◆ **Document excerpt**:
Houston Business Journal Op Ed
In the 1970s, Congress made it illegal to export domestically produced crude oil to try and sustain domestic oil reserves and enhance our national security.
Supporters of the ban argue that it not only keeps prices low, it protects jobs and also helps national security, by promoting self-sufficiency.
It is difficult to listen to the argument that the ban boosts our national security. It undermines America’s moral authority at the World Trade Organization, where the administration berates China, for example, for imposing export bans on scarce minerals. Most important, American crude-oil exports would hurt hostile petrostates, such as Russia and Iran.
Free crude exports would make America richer, its allies stronger, its foes weaker and the world safer, so what stands in the way? Ending the export ban should be an easy call. Not only will it enhance national security, it will also increase jobs and anchor the sputtering U.S. economy. And, it doesn’t take a brain surgeon to figure out how or why.
Today’s oil export ban was part of a wave of ridiculous, ill-considered responses to the 1970’s Arab Oil Embargo, all of which produced disasters of different duration. As Milton Friedman said, “Economists may not know much. But we know one thing very well: how to produce surpluses and shortages. Do you want a surplus? Have the government legislate a minimum price that is above the price that would otherwise prevail. Do you want a shortage? Have the government legislate a maximum price that is below the price that would otherwise prevail.”

◆ **Provided records**:
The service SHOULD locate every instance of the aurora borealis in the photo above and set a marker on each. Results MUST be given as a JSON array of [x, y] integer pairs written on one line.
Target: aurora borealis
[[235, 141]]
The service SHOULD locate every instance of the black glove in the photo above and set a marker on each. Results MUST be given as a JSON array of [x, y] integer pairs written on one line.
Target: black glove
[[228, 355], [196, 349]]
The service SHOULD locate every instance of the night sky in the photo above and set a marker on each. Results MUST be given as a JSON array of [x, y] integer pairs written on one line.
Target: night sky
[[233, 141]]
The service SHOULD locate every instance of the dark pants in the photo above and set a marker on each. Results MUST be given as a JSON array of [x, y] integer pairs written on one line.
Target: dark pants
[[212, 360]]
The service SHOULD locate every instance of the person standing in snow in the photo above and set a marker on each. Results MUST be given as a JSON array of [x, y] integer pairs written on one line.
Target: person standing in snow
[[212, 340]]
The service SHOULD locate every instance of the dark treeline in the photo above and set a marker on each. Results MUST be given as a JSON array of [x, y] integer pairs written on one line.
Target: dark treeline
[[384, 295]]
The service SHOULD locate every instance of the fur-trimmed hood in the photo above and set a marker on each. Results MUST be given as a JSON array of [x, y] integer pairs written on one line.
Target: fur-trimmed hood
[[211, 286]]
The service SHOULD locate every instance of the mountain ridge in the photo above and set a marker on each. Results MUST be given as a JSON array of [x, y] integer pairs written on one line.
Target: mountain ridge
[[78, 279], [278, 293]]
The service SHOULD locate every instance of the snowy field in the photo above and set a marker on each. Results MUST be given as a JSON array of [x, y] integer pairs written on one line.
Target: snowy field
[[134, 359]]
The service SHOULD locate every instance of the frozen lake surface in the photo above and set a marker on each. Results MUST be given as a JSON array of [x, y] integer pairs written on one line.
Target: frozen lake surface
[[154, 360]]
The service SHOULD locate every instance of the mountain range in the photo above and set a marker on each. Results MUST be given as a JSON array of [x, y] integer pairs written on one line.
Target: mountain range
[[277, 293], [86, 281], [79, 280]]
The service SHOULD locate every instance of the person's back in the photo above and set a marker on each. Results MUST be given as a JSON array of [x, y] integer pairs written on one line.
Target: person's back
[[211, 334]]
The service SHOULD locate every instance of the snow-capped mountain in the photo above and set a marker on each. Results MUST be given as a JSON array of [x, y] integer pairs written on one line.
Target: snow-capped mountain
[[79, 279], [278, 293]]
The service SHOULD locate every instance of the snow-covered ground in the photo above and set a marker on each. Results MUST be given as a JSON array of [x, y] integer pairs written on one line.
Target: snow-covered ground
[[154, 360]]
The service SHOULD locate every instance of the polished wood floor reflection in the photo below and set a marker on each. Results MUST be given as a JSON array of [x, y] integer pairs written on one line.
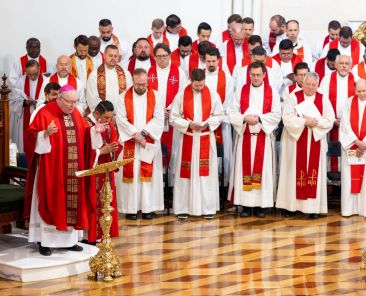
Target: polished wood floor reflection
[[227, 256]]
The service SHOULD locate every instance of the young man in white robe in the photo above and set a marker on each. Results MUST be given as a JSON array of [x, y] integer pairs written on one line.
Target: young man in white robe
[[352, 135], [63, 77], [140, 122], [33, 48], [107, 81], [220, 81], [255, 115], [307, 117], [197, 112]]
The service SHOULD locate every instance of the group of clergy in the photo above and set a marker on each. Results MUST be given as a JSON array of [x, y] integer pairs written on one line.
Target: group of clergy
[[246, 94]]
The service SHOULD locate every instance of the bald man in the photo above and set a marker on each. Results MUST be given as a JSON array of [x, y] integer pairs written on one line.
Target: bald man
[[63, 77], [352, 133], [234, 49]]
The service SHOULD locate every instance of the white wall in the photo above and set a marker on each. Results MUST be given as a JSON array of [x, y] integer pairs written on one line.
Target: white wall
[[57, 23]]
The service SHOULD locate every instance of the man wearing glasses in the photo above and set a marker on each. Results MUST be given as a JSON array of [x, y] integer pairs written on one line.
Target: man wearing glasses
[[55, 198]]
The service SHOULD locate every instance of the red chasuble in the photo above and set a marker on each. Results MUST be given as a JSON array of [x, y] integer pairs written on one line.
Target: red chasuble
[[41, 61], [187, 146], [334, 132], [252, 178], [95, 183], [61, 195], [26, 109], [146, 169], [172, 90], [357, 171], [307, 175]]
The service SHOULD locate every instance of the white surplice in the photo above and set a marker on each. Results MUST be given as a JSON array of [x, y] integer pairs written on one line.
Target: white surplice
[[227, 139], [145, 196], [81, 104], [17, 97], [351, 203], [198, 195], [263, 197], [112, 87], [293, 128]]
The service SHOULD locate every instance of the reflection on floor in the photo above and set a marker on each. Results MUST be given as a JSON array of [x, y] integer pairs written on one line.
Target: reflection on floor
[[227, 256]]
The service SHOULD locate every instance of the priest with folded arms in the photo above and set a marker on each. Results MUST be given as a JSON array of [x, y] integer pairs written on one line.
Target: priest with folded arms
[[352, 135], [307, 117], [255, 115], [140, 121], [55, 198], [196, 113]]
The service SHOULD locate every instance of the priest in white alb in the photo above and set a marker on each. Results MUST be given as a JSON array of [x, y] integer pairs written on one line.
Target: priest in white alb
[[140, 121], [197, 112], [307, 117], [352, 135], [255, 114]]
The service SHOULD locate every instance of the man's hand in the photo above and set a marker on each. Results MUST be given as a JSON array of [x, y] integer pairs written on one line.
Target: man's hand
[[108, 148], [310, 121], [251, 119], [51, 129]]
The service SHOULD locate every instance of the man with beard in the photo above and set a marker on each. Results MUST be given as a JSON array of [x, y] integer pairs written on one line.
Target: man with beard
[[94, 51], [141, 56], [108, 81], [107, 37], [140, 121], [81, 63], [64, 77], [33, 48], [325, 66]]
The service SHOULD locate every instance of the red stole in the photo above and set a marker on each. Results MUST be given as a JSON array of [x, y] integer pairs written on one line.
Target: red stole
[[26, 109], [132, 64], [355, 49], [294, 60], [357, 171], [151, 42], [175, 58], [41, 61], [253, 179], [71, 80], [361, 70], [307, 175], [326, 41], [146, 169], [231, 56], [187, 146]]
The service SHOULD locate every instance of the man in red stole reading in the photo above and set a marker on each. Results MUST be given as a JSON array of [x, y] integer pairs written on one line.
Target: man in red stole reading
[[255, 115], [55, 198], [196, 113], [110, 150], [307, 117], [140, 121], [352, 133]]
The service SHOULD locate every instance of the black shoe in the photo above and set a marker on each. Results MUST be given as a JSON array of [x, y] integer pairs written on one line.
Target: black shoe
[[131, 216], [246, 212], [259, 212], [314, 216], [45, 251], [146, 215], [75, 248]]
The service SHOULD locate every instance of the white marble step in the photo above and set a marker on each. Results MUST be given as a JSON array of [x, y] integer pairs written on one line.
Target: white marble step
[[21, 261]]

---

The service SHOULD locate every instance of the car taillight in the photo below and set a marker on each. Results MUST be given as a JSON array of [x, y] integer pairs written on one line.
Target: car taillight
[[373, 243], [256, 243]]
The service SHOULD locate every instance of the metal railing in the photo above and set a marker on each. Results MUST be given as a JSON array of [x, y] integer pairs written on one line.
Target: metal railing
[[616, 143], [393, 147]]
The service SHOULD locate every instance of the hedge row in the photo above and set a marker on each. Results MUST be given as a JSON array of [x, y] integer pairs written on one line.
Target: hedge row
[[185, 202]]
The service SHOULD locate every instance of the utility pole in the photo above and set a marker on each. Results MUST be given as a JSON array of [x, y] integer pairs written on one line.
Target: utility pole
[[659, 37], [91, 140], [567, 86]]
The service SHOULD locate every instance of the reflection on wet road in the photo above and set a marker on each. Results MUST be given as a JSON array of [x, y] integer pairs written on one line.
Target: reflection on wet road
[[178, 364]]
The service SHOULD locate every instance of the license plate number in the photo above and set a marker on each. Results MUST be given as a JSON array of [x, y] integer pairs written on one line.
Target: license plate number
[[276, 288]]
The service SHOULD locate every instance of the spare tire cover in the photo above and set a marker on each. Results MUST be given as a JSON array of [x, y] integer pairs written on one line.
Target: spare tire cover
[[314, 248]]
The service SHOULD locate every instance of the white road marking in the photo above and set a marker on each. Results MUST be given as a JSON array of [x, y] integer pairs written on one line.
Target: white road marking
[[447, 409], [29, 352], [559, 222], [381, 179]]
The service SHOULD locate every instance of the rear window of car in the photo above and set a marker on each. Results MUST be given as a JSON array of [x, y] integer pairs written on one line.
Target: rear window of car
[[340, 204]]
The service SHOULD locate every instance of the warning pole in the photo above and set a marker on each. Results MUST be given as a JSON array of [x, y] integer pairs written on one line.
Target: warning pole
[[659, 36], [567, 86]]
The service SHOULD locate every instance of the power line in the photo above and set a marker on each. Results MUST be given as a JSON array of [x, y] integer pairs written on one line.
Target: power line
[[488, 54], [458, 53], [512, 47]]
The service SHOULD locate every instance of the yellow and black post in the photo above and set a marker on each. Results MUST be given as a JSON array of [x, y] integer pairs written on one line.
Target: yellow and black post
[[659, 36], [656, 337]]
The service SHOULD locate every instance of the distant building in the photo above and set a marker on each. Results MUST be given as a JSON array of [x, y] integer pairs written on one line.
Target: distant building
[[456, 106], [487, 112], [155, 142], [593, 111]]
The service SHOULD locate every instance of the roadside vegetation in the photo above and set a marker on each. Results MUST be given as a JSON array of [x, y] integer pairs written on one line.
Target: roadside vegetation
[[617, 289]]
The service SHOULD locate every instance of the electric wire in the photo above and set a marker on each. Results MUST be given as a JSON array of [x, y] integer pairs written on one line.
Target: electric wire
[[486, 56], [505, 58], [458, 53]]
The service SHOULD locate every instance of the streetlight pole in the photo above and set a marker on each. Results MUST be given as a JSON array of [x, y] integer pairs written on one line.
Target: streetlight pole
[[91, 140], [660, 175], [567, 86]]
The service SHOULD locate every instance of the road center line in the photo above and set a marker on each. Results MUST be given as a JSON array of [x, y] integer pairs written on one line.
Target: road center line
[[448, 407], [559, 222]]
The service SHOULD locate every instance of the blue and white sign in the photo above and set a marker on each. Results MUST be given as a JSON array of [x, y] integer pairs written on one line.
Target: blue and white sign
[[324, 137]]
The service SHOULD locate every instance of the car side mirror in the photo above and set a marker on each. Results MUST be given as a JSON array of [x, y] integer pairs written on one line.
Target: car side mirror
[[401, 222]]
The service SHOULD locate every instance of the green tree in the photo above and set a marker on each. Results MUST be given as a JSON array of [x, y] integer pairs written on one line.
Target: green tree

◆ **Work to complete**:
In the op-ed on the crude-oil export ban, repeat word for word everything from "It is difficult" down to "Russia and Iran.".

◆ **Final answer**:
It is difficult to listen to the argument that the ban boosts our national security. It undermines America’s moral authority at the World Trade Organization, where the administration berates China, for example, for imposing export bans on scarce minerals. Most important, American crude-oil exports would hurt hostile petrostates, such as Russia and Iran.